### What this exercise asks
#1 Transcribe the passage of the paper abstract starting at "Liu, Bin, Pliakos, Konstantinos, Vens, Celine, and" and ending at "Intelligence (2021): 1-23.".
#2 In the paper abstract, what does the abbreviation WkNNIR stand for?

### Page excerpt
--- --- ---

Liu, Bin, Pliakos, Konstantinos, Vens, Celine, and Tsoumakas, Grigorios "Drug-target interaction prediction via an ensemble of weighted nearest neighbors with interaction recovery." Applied Intelligence (2021): 1-23.
Author(s): Bin Liu, Konstantinos Pliakos, Celine Vens and Grigorios Tsoumakas
Appeared In: Applied Intelligence
Keywords: Drug-Target Interaction, Ensemble, Interaction Recovery
Abstract: Predicting drug-target interactions (DTI) via reliable computational methods is an effective and efficient way to mitigate the enormous costs and time of the drug discovery process. Structure-based drug similarities and sequence-based target protein similarities are the commonly used information for DTI prediction. Among numerous computational methods, neighborhood-based chemogenomic approaches that leverage drug and target similarities to perform predictions directly are simple but promising ones. However, existing similarity-based methods need to be re-trained to predict interactions for any new drugs or targets and cannot directly perform predictions for both new drugs, new targets, and new drug-target pairs. Furthermore, a large amount of missing (undetected) interactions in current DTI datasets hinders most DTI prediction methods. To address these issues, we propose a new method denoted as Weighted k-Nearest Neighbor with Interaction Recovery (WkNNIR). Not only can WkNNIR estimate interactions of any new drugs and/or new targets without any need of re-training, but it can also recover missing interactions (false negatives). In addition, WkNNIR exploits local imbalance to promote the influence of more reliable similarities on the interaction recovery and prediction processes. We also propose a series of ensemble methods that employ diverse sampling strategies and could be coupled with WkNNIR as well as any other DTI prediction method to improve performance. Experimental results over five benchmark datasets demonstrate the effectiveness of our approaches in predicting drug-target interactions. Lastly, we confirm the practical prediction ability of proposed methods to discover reliable interactions that were not reported in the original benchmark datasets.

--- --- ---

[Records from a dataset]
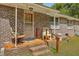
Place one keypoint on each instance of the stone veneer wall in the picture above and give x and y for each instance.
(19, 51)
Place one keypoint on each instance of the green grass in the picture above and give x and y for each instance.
(70, 48)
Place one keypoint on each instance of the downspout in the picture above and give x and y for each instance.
(16, 26)
(54, 25)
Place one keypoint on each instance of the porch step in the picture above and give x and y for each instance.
(40, 50)
(37, 48)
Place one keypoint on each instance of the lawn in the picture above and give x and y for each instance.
(70, 48)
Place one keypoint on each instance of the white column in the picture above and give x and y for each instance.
(54, 25)
(16, 26)
(33, 24)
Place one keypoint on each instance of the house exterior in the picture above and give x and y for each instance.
(29, 17)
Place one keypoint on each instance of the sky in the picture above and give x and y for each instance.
(48, 4)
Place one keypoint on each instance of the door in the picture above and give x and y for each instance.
(28, 25)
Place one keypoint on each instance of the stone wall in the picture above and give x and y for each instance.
(19, 51)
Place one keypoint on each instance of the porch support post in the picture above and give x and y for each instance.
(16, 26)
(54, 25)
(33, 23)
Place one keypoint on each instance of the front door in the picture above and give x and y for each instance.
(28, 25)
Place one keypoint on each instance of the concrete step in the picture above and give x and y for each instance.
(38, 48)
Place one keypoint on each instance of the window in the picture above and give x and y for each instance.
(52, 21)
(28, 18)
(69, 24)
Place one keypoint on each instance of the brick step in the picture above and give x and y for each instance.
(38, 48)
(42, 52)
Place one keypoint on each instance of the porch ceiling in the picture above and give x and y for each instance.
(40, 9)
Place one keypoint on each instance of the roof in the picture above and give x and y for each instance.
(40, 9)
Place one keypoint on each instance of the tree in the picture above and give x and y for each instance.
(71, 9)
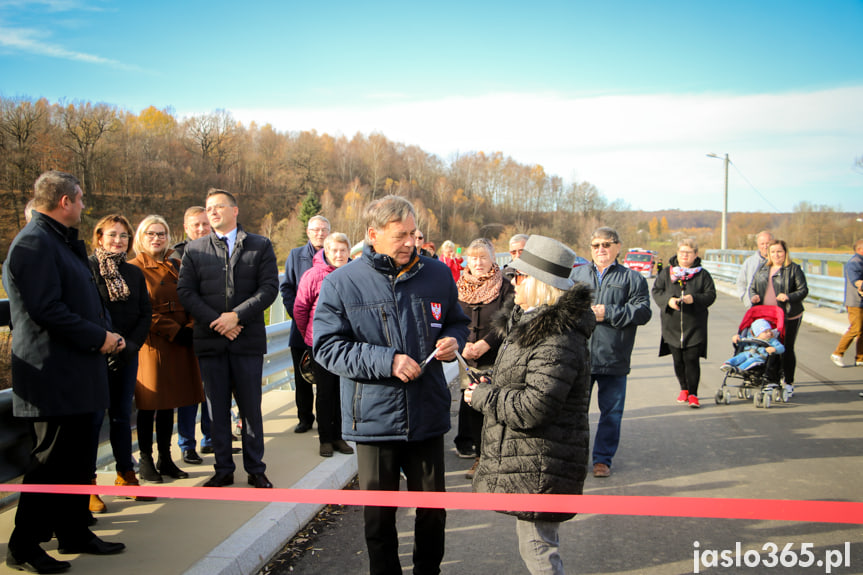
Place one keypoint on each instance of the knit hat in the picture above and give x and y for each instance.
(547, 260)
(759, 326)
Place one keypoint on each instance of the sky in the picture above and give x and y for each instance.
(629, 96)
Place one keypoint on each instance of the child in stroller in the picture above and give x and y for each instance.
(760, 368)
(759, 341)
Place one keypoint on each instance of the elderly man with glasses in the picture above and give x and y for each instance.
(299, 262)
(621, 304)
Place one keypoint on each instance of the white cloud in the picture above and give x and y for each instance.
(649, 150)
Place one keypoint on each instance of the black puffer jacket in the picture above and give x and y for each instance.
(246, 283)
(790, 280)
(686, 327)
(535, 435)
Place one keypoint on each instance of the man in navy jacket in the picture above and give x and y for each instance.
(227, 280)
(621, 304)
(299, 262)
(59, 372)
(377, 319)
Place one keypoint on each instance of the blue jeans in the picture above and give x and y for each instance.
(611, 394)
(186, 417)
(539, 546)
(121, 389)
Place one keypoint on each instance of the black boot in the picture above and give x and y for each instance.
(166, 467)
(147, 469)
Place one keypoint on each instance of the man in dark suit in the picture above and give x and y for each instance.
(59, 373)
(227, 280)
(299, 262)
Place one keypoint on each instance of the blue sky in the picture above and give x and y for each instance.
(630, 96)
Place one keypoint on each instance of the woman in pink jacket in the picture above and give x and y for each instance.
(327, 401)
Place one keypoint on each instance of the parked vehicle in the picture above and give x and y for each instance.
(641, 260)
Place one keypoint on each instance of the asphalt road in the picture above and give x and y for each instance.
(809, 448)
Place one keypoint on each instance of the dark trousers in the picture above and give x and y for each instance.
(328, 405)
(121, 387)
(378, 469)
(240, 375)
(164, 429)
(789, 359)
(62, 454)
(304, 393)
(687, 367)
(186, 417)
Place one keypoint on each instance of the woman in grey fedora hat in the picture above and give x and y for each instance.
(535, 402)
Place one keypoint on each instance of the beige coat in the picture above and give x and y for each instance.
(168, 373)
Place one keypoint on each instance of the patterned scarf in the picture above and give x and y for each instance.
(683, 275)
(109, 268)
(480, 289)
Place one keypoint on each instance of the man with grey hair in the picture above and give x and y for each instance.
(621, 304)
(299, 262)
(384, 323)
(59, 373)
(751, 265)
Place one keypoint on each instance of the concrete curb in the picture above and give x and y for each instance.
(249, 548)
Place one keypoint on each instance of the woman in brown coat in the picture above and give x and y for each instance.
(168, 374)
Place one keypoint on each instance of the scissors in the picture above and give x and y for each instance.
(466, 368)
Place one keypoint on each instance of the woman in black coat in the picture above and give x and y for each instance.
(482, 292)
(124, 294)
(787, 289)
(683, 291)
(536, 433)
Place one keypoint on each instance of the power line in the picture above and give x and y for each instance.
(769, 203)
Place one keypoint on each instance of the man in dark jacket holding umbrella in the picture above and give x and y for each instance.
(621, 304)
(59, 373)
(378, 318)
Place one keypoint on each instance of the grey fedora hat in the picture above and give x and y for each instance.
(547, 260)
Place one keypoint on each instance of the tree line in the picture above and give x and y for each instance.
(155, 162)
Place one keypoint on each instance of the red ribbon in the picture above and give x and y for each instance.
(720, 508)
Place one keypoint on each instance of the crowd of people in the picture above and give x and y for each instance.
(181, 328)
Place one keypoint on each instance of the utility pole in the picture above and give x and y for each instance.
(724, 241)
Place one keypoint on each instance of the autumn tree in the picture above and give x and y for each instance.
(85, 126)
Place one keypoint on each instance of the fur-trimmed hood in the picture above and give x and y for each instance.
(571, 312)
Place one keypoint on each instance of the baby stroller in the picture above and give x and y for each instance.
(761, 383)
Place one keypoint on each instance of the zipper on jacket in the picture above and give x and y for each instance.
(386, 327)
(356, 405)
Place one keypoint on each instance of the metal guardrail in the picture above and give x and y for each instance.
(824, 290)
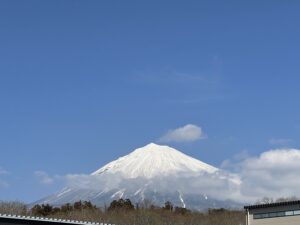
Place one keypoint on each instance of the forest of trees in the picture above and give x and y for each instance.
(124, 212)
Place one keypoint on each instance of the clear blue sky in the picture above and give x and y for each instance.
(84, 82)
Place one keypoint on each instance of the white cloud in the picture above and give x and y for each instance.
(187, 133)
(274, 173)
(280, 141)
(44, 178)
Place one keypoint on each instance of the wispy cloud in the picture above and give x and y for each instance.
(280, 141)
(187, 133)
(245, 179)
(44, 178)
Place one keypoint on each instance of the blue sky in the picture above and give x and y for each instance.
(84, 82)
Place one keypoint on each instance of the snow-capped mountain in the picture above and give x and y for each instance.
(154, 160)
(154, 173)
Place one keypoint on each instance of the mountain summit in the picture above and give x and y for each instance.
(155, 173)
(155, 160)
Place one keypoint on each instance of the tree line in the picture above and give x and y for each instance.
(124, 212)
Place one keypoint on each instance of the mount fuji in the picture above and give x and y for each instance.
(156, 174)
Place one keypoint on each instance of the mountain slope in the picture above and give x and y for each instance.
(154, 160)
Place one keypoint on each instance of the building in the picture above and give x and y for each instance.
(279, 213)
(28, 220)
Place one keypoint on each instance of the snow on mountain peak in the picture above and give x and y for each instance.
(155, 160)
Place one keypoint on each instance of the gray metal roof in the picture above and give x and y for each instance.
(267, 205)
(53, 220)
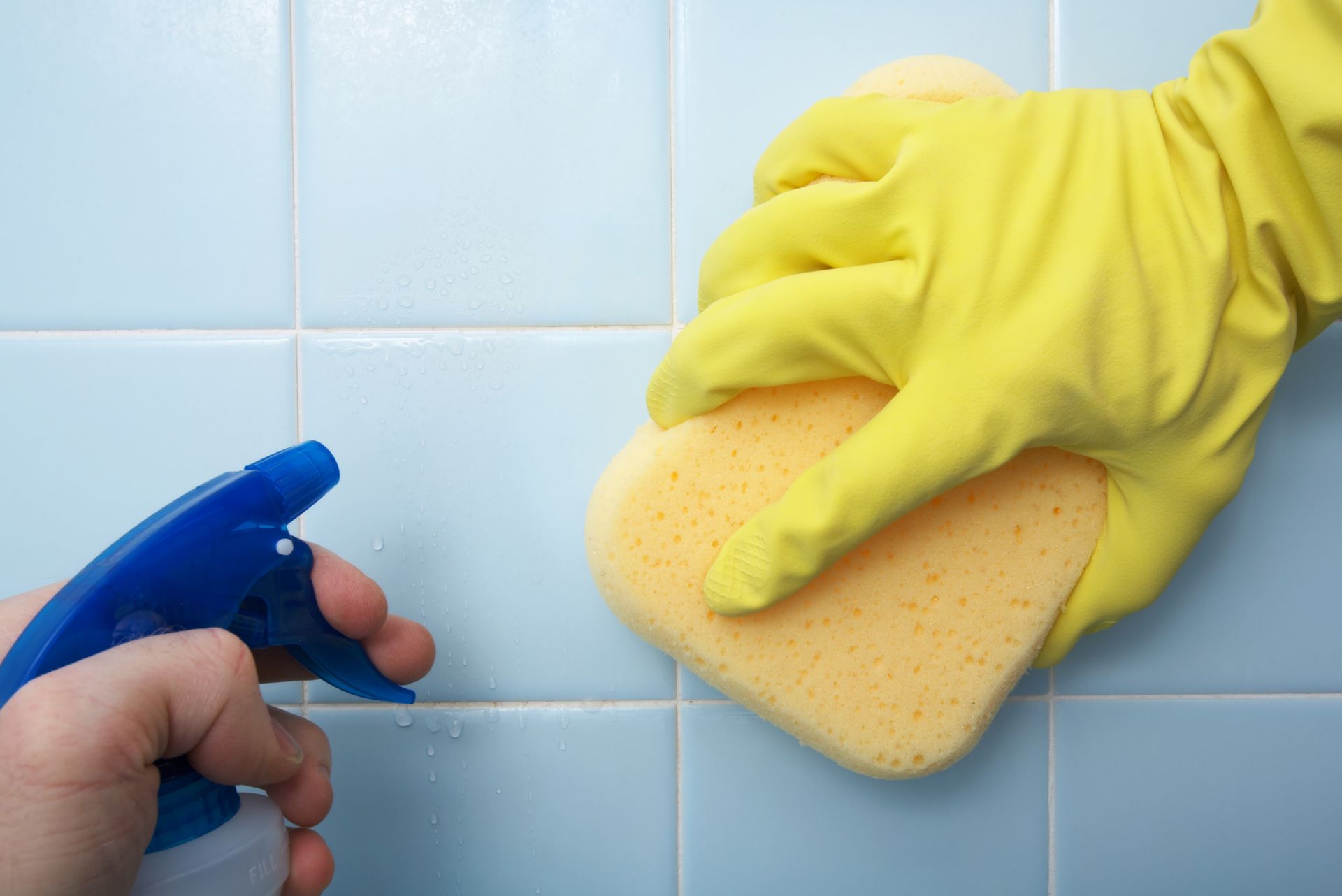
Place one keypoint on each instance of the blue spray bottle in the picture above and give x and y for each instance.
(218, 557)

--- --- ---

### Answer list
#1
Liu, Bin, Pliakos, Konstantinos, Vens, Celine, and Tsoumakas, Grigorios "Drug-target interaction prediction via an ensemble of weighted nearest neighbors with interaction recovery." Applied Intelligence (2021): 1-23.

#2 Weighted k-Nearest Neighbor with Interaction Recovery.